## BEGIN
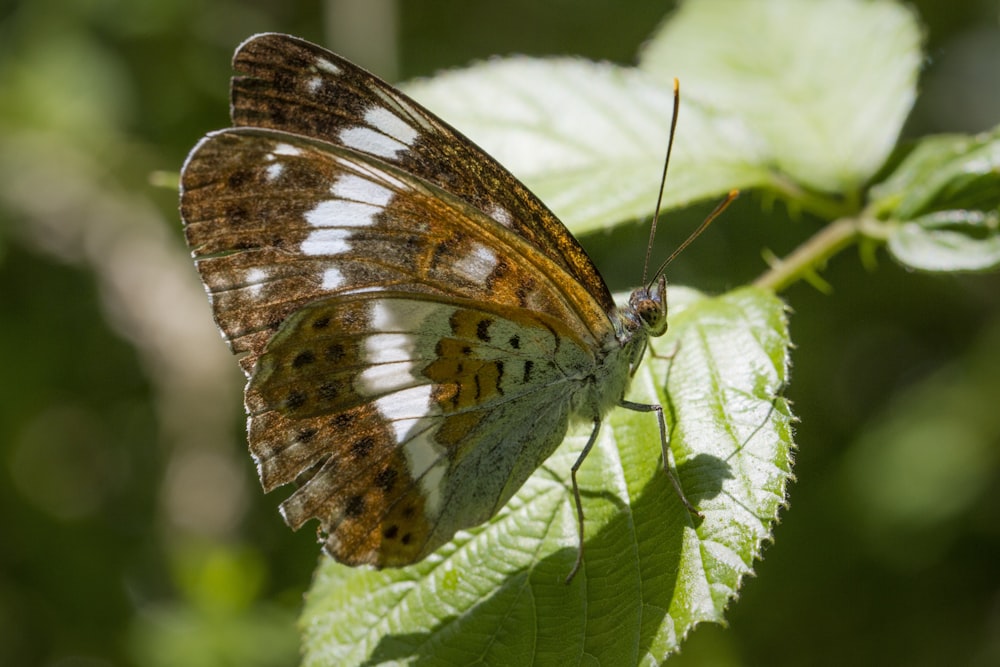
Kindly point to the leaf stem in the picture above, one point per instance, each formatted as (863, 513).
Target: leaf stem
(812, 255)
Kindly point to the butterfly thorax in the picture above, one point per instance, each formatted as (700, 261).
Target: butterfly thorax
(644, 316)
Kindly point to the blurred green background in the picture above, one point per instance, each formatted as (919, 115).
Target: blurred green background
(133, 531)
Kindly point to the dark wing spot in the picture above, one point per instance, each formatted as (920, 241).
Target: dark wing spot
## END
Problem ->
Write out the items above again, replacing each "Kindly point to" with "Please mark" and keeping everything else unchanged. Omit the pictures.

Answer to the task ->
Please mark the leaf stem in the picture above, one point per instance, each formatted as (863, 513).
Target: leaf stem
(812, 255)
Please mark the butterfly thorax in the picture above, one point per instance, each formatted as (700, 261).
Target: butterfly thorax
(644, 316)
Please mark the blurred green background in the picture above, one point per instance, each formatted as (919, 115).
Target: blurred green background
(133, 531)
Please mark the dark wing spot in the picture above, one point per instance, each formatted as (920, 241).
Target: dark wing spot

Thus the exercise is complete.